- _What is expected_: Put every line of the items below into a numbered list, leaving out any blank lines.

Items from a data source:
#####

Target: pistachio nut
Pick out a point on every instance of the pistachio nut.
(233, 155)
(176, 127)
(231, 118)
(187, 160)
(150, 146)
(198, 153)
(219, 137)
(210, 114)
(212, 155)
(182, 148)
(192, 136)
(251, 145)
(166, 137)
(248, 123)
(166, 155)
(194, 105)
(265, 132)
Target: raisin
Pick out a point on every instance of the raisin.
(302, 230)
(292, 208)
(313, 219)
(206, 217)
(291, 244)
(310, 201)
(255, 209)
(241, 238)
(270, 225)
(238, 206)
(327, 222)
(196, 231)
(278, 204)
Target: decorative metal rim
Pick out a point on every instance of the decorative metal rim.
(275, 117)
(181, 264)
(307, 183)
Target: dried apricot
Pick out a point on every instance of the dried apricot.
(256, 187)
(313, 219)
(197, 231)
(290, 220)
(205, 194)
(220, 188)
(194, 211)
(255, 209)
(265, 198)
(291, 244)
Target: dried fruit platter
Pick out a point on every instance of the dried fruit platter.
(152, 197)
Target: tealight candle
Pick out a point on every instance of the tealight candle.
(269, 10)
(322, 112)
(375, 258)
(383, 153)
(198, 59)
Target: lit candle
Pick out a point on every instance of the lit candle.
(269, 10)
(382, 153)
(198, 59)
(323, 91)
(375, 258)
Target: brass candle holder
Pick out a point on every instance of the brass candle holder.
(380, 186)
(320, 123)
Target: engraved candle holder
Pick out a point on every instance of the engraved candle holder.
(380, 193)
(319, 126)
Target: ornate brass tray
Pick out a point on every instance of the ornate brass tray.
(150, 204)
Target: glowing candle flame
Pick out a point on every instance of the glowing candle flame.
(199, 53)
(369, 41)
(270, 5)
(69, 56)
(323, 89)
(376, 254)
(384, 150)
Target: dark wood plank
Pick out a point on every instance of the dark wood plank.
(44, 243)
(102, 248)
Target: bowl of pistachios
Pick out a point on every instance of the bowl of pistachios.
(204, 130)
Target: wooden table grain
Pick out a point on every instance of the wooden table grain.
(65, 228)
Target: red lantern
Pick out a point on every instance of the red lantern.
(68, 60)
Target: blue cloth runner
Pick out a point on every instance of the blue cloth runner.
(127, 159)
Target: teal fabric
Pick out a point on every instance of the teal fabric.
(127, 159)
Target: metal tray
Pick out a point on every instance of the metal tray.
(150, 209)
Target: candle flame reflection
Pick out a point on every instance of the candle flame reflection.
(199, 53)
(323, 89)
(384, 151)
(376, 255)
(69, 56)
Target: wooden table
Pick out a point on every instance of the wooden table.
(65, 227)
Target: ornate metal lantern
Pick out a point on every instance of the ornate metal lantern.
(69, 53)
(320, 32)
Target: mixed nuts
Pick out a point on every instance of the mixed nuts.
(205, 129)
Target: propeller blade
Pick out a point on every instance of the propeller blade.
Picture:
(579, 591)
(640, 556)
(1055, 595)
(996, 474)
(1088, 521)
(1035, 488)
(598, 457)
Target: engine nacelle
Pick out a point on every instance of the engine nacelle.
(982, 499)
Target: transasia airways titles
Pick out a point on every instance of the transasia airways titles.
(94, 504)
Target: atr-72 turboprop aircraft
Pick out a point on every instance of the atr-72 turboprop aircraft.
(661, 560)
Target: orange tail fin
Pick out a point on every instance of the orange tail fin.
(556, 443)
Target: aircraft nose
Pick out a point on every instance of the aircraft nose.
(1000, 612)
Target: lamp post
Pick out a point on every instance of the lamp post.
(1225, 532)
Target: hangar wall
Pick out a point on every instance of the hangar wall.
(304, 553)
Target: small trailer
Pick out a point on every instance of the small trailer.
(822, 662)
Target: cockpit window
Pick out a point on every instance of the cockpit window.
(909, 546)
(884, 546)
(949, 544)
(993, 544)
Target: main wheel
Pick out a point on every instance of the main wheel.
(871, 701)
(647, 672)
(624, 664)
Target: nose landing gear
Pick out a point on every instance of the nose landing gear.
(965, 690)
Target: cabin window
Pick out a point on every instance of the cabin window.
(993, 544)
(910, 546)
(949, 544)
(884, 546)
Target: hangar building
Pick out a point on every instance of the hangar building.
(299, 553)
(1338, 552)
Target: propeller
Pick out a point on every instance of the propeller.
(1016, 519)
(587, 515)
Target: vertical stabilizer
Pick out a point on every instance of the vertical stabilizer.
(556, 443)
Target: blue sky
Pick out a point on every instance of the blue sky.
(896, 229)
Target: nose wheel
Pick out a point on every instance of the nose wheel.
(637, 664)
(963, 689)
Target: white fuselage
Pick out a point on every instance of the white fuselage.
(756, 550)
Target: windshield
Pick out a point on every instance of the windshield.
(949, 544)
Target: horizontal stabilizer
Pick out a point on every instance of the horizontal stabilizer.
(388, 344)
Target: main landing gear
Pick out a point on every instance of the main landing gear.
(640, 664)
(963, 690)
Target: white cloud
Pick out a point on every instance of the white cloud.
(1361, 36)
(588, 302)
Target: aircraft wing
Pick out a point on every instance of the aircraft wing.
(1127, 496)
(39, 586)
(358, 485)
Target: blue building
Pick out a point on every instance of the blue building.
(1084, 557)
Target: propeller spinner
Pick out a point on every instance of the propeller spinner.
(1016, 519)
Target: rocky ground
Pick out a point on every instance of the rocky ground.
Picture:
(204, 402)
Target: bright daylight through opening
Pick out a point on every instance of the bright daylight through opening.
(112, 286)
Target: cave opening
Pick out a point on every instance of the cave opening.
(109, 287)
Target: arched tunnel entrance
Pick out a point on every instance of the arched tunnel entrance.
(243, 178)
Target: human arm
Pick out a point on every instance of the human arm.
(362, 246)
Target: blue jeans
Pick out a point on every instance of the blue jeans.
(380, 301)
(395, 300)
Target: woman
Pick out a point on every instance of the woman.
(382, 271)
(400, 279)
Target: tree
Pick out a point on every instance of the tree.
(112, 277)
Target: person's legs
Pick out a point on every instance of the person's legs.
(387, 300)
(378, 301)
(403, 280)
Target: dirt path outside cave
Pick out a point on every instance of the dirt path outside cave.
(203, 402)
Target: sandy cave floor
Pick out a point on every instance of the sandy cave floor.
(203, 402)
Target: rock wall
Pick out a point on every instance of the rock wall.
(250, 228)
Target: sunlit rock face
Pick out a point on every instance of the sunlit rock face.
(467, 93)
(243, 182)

#####

- _Answer in full_:
1. Target: pistachio nut
2. Pick out a point on every instance of the pistachio nut.
3. (233, 155)
4. (176, 127)
5. (231, 118)
6. (187, 160)
7. (150, 146)
8. (198, 153)
9. (219, 137)
10. (210, 114)
11. (212, 155)
12. (182, 148)
13. (192, 136)
14. (251, 145)
15. (166, 137)
16. (248, 123)
17. (166, 155)
18. (194, 105)
19. (265, 132)
20. Target: raisin
21. Pick out a point on every instance of the raisin.
22. (302, 230)
23. (292, 208)
24. (313, 219)
25. (206, 217)
26. (291, 244)
27. (310, 201)
28. (255, 209)
29. (241, 238)
30. (270, 225)
31. (238, 206)
32. (327, 222)
33. (196, 231)
34. (278, 204)
35. Target: decorative metal rim
36. Pick out a point on every instance of the decorative metal rim.
37. (275, 117)
38. (181, 264)
39. (307, 183)
40. Target: dried apricot
41. Pick out a point on every instance of the dried apricot.
42. (256, 187)
43. (313, 219)
44. (197, 231)
45. (290, 220)
46. (205, 194)
47. (220, 188)
48. (194, 211)
49. (255, 209)
50. (265, 198)
51. (291, 244)
52. Target: dried fruit platter
53. Pick out a point on every instance of the dried fruit platter.
54. (152, 197)
55. Target: tealight candle
56. Pick out a point on every instance of the tealight candle.
57. (269, 10)
58. (322, 112)
59. (375, 258)
60. (383, 153)
61. (198, 59)
62. Target: lit candle
63. Pick out a point on every instance of the lit candle.
64. (269, 10)
65. (382, 153)
66. (198, 59)
67. (323, 91)
68. (375, 258)
69. Target: brass candle holder
70. Pick out a point on every instance of the brass candle holder.
71. (380, 186)
72. (320, 123)
73. Target: engraved candle holder
74. Pick out a point on every instance of the engraved candle holder.
75. (380, 193)
76. (319, 126)
77. Target: ornate brass tray
78. Pick out a point on every instance of the ornate brass tray.
79. (150, 204)
80. Target: glowing candle flame
81. Pick out a point on every instance of the glowing candle flame.
82. (199, 53)
83. (369, 41)
84. (270, 5)
85. (69, 56)
86. (323, 89)
87. (376, 254)
88. (384, 150)
89. Target: dark wood plank
90. Pick out a point on every instance of the dark wood plank.
91. (44, 243)
92. (102, 248)
93. Target: bowl of pistachios
94. Pick out a point on every instance of the bowl of pistachios.
95. (204, 130)
96. Target: wooden table grain
97. Pick out a point on every instance of the wooden table grain.
98. (65, 228)
99. Target: red lantern
100. Pick out a point on every instance of the red lantern.
101. (68, 60)
102. Target: blue cloth runner
103. Pick out a point on every instance of the blue cloth runner.
104. (127, 159)
105. Target: teal fabric
106. Pick out a point on every instance of the teal fabric.
107. (127, 159)
108. Target: metal tray
109. Pick out a point on every instance of the metal tray.
110. (150, 209)
111. Target: candle flame reflection
112. Pick out a point on every instance of the candle flame reflection.
113. (199, 53)
114. (323, 89)
115. (384, 151)
116. (376, 255)
117. (69, 56)
118. Target: wooden table
119. Pick out a point on every instance of the wooden table.
120. (65, 227)
121. Target: ornate metal lantern
122. Pick out a point on every instance of the ornate metal lantern.
123. (69, 53)
124. (320, 32)
125. Target: mixed nuts
126. Pick out a point on every instance of the mixed nuts.
127. (205, 129)
128. Target: propeller blade
129. Pick out a point on every instance of the propeller blade.
130. Picture:
131. (579, 591)
132. (640, 556)
133. (1055, 595)
134. (996, 474)
135. (1088, 521)
136. (1035, 488)
137. (598, 457)
138. Target: engine nacelle
139. Pick out a point on every instance of the engine nacelle.
140. (982, 499)
141. Target: transasia airways titles
142. Pick out a point on every instance of the transasia airways titles.
143. (94, 504)
144. Target: atr-72 turboprop aircraft
145. Pick out a point on every instance of the atr-72 turboprop aircraft.
146. (661, 560)
147. Target: orange tail fin
148. Pick out a point on every instance of the orange tail fin.
149. (556, 443)
150. Target: aircraft nose
151. Pick out a point on every instance of the aircraft nose.
152. (1000, 612)
153. Target: lamp post
154. Pick out a point on every instance of the lamp post.
155. (1225, 532)
156. Target: hangar wall
157. Pick out a point on every instance of the hangar wall.
158. (304, 553)
159. Target: small trailer
160. Pick out a point on every instance of the small trailer.
161. (822, 662)
162. Target: cockpit window
163. Pick out a point on every instance of the cockpit window.
164. (909, 546)
165. (884, 546)
166. (949, 544)
167. (993, 544)
168. Target: main wheel
169. Pick out a point on every instance of the main wheel.
170. (871, 701)
171. (647, 672)
172. (624, 664)
173. Target: nose landing gear
174. Pick out a point on every instance of the nose landing gear.
175. (965, 690)
176. Target: cabin window
177. Pick out a point on every instance of the cabin window.
178. (993, 544)
179. (910, 546)
180. (949, 544)
181. (884, 546)
182. Target: hangar building
183. Pick out a point on every instance of the hangar building.
184. (299, 553)
185. (1338, 552)
186. Target: propeller
187. Pick out a point on every instance of the propeller.
188. (1016, 519)
189. (587, 515)
190. Target: vertical stabilizer
191. Pick out a point on every instance of the vertical stabilizer.
192. (556, 443)
193. Target: blue sky
194. Pick out a point on every instance of the blue sky.
195. (896, 229)
196. Target: nose wheel
197. Pick out a point on every instance of the nose wheel.
198. (637, 664)
199. (963, 689)
200. Target: white fuselage
201. Pick out a point on every instance of the white fuselage.
202. (756, 550)
203. Target: windshield
204. Pick out a point on every instance of the windshield.
205. (949, 544)
206. Target: horizontal stabilizer
207. Pick out a point on every instance of the horizontal stabilizer.
208. (388, 344)
209. Target: main landing gear
210. Pick out a point on every instance of the main landing gear.
211. (640, 664)
212. (963, 690)
213. Target: white cloud
214. Pick out a point on every instance of the white cloud.
215. (1361, 36)
216. (588, 302)
217. Target: aircraft wing
218. Pick out a point on every instance of the aircraft wing.
219. (1127, 496)
220. (39, 586)
221. (358, 485)
222. Target: blue building
223. Pick out a point on every instance of the blue building.
224. (1084, 557)
225. Target: propeller spinner
226. Pick out a point on every instance of the propeller spinner.
227. (1016, 519)
228. Target: rocky ground
229. Pick out a point on every instance of the rocky ground.
230. Picture:
231. (204, 402)
232. Target: bright daylight through opening
233. Pick out a point on every instance of the bright daylight through opening.
234. (112, 286)
235. Target: cave opening
236. Pick out a point on every instance of the cave opening.
237. (109, 287)
238. Target: arched tunnel entrance
239. Pick out a point on every instance of the arched tunnel entrance.
240. (243, 178)
241. Target: human arm
242. Pick out a point on every instance of the human arm.
243. (362, 246)
244. Target: blue jeans
245. Pick out a point on every instance of the blue jeans.
246. (380, 301)
247. (395, 300)
248. Target: woman
249. Pick out a point on every instance of the woman.
250. (382, 271)
251. (400, 279)
252. Target: tree
253. Pick out a point on every instance of the tree.
254. (112, 277)
255. Target: person's legs
256. Pick out a point on every instance of the person's legs.
257. (387, 300)
258. (378, 301)
259. (403, 280)
260. Target: dirt path outside cave
261. Pick out a point on every instance of the dirt path outside cave.
262. (203, 402)
263. Target: sandy cave floor
264. Pick out a point on every instance of the sandy cave floor.
265. (203, 402)
266. Target: rock wall
267. Pick out a point on every instance of the rock wall.
268. (250, 228)
269. Target: sunlit rock face
270. Pick out a point on every instance of the sunlit rock face.
271. (467, 93)
272. (243, 182)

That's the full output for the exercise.